◆ Exercício proposto A: Mostre cada linha das entradas que contém a palavra "window", copiando-a tal como aparece.

◆ Documento de origem:
----------------

Contudo, dada a vastidão do campo de estudo da moralidade, abrem-se diversos caminhos pelos quais prosseguir na discussão teórica. Interessa-nos, no entanto, estudá-la a partir de discussões que tratem especificamente de temas atinentes à humilhação, devido à sua contribuição para a análise dos dados. La Taille (2002a) aborda a humilhação como um tipo de violência, pela qual podemos nos sentir rebaixados e inferiorizados perante o outro sem, contudo, necessariamente concordar com a imagem negativa sobre nós imposta. Assim, apesar de o outro fazer um juízo negativo de mim, eu não concordo com esse juízo, pois o juízo que faço de mim mesmo é diferente e eu não o modifico diante do juízo de outrem.

Para que haja um sentimento de rebaixamento, experimentado pela pessoa que se sente humilhada, é necessária a condição de que algum tipo de violência lhe seja dirigida. Portanto, "se alguém é insultado, surrado, obrigado a rastejar etc., fala-se em humilhação" (La Taille, 2002a, p. 94). Para Harkot-de-La-Taille (1999), é no próprio rebaixamento moral, traço específico da humilhação, que poderemos encontrar a ação violenta, na medida em que representa uma forma de manipulação da vítima. Assim, humilhar alguém seria, para a autora, uma maneira especialmente violenta de destruir a boa imagem daquele que está sendo humilhado.

Alencar e La Taille (2007) consideram também a noção do respeito, ou seja, a necessidade de reconhecer os direitos do outro, de fundamental importância para a abordagem do tema da humilhação. Nesse sentido, La Taille (2009) acrescenta que a humilhação fere um direito absoluto do ser humano, o da dignidade, pelo uso da coerção física ou psicológica para constranger alguém. Como consequência, a humilhação pode destruir o respeito que cada um possa ter por si mesmo, prejudicando, assim, a possibilidade de construção do respeito entre as pessoas e, em última instância, influenciando negativamente as relações humanas (Alencar & La Taille, 2007).

La Taille (2002a) considera, ainda, várias formas de humilhação, que diferem entre si pelo grau de reciprocidade entre agressor e vítima, pelo período de duração que a ação violenta incide sobre a vítima e também pelo nível de gravidade com que atinge pontos centrais de sua personalidade. Ademais, Alencar e La Taille (2007) alertam para o fato de ser muito tênue o limite entre uma ação violenta leve e outra com a qual não conseguimos lidar, podendo ultrapassar a tolerância própria de cada um para esse tipo de situação. Nesse caso, pode a vítima, entre outras possibilidades, tentar fingir não se sentir humilhada, esquivar-se de situações sociais importantes, ou ainda transformar-se em agressor. Ades (1999) acrescenta que as reações que frequentemente acompanham aquele que sofre uma humilhação são "a raiva e o desejo de revidar, dentro ou fora de um código de honra" (p. 44). Em outras palavras, a violência do ato de humilhar poderá provocar uma atitude também violenta como reação daquele que se sente humilhado, como observaram Borges e Alencar (2006) em estudo sobre as motivações de homens que cometeram homicídio.

----------------

Entradas de dados coletadas

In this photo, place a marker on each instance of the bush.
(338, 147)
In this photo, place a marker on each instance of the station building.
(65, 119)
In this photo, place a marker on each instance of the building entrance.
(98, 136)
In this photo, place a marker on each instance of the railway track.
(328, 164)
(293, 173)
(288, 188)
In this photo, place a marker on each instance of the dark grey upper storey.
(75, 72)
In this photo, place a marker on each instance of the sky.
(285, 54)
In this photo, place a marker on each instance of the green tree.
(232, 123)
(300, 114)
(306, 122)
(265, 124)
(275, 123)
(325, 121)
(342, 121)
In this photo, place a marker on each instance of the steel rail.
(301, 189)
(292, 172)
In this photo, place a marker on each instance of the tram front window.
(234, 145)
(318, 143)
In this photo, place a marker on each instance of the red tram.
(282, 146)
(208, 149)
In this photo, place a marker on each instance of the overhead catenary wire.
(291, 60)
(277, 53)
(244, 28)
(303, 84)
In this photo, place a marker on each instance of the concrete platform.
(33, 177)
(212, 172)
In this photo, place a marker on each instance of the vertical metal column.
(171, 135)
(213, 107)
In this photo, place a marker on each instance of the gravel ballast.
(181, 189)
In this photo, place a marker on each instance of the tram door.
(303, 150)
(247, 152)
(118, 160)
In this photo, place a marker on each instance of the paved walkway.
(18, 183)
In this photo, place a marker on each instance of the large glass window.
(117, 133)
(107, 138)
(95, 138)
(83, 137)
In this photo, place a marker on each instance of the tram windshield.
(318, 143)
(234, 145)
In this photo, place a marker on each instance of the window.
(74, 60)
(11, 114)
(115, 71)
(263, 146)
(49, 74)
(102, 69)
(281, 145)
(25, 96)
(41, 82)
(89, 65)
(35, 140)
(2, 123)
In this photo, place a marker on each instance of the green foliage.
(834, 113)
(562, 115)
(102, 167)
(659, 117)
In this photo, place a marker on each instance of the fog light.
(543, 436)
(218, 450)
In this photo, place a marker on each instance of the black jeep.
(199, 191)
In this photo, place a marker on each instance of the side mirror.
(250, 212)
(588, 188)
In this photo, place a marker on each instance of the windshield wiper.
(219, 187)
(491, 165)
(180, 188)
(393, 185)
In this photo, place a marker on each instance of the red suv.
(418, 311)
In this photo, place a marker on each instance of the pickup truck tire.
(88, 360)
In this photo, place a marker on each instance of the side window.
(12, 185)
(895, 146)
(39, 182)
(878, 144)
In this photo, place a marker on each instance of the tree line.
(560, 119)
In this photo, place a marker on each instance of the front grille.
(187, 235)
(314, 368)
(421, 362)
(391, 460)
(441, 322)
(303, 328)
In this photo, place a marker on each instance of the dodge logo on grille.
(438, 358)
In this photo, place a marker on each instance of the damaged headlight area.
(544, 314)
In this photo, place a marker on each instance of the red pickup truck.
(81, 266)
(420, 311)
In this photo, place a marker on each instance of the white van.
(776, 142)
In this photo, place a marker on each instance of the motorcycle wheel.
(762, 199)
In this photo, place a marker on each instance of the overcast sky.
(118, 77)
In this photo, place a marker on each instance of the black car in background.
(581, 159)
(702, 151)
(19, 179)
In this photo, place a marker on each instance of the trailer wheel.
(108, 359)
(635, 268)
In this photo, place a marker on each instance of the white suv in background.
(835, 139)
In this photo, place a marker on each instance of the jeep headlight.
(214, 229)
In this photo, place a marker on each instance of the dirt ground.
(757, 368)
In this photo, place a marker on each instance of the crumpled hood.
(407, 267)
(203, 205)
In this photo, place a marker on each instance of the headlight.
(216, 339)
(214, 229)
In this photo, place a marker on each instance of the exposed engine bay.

----------------

◆ Exercício proposto B: Extraia do texto sobre humilhação o trecho que vai de "Alencar e La Taille (2007) consideram" até "La Taille, 2007).", incluindo essas palavras.

◆ Solução completa A:
In this photo, place a marker on each instance of the tram front window.
In this photo, place a marker on each instance of the large glass window.
In this photo, place a marker on each instance of the window.
In this photo, place a marker on each instance of the side window.

◆ Solução completa B:
Alencar e La Taille (2007) consideram também a noção do respeito, ou seja, a necessidade de reconhecer os direitos do outro, de fundamental importância para a abordagem do tema da humilhação. Nesse sentido, La Taille (2009) acrescenta que a humilhação fere um direito absoluto do ser humano, o da dignidade, pelo uso da coerção física ou psicológica para constranger alguém. Como consequência, a humilhação pode destruir o respeito que cada um possa ter por si mesmo, prejudicando, assim, a possibilidade de construção do respeito entre as pessoas e, em última instância, influenciando negativamente as relações humanas (Alencar & La Taille, 2007).